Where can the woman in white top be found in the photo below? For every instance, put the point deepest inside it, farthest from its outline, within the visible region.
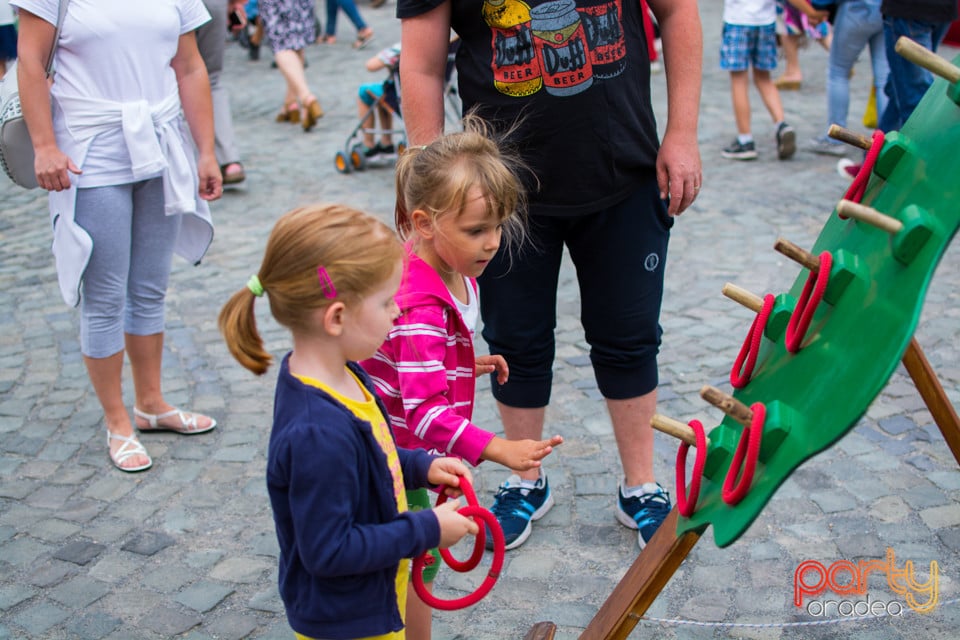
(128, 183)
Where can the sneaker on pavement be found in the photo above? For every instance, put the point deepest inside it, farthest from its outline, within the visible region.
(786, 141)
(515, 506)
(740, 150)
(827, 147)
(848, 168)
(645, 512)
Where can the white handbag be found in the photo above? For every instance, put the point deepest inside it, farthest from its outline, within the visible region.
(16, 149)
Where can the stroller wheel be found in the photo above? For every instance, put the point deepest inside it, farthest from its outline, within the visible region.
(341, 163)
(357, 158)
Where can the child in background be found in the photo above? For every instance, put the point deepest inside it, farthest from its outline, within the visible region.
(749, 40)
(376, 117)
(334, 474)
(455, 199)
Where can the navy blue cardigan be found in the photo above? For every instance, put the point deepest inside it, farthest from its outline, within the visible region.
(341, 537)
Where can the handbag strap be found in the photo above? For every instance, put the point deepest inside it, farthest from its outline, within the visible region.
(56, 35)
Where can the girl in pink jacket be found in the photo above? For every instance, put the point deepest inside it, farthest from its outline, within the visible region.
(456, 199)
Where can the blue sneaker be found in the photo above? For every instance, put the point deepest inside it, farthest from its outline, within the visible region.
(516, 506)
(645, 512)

○ ○ ○ ○

▶ **SET TASK**
Repeat exactly the lines starting at the line with "Where can the white" and ending with the final line of the entries. Include nothing else.

▶ **EXPECTED ANSWER**
Where can the white handbag be found in the photo above? For every instance, put the point deepest inside it, farthest from its outline, within the visible region.
(16, 149)
Where can the stroller wheel be found in the photo above? For every instance, put the point deepest inside it, farthest from its outline, within the visible region.
(341, 163)
(357, 158)
Where can the child in background be found in the photo above? For every instance, put the point deepest inside it, farthest from its outline, within the visible region.
(749, 40)
(376, 117)
(334, 474)
(455, 199)
Where can the navy blue cardigan be found in the photo above? For every instance, put the point deepest inside it, farthest from its outline, within the visible region.
(341, 537)
Where can the handbag strap be found in the photo above? For every instance, put the point deepest inside it, farthest from its outline, within the visible region.
(56, 35)
Where can the girl in pink jacket be found in the photo above? For every instance, put the point deepest inside it, farthest from its outline, within the visible region.
(456, 199)
Where can the blue sneaker be found in the photo above? For every instance, put the point deepest inside it, farthest from its outline, within the visible region.
(516, 506)
(645, 512)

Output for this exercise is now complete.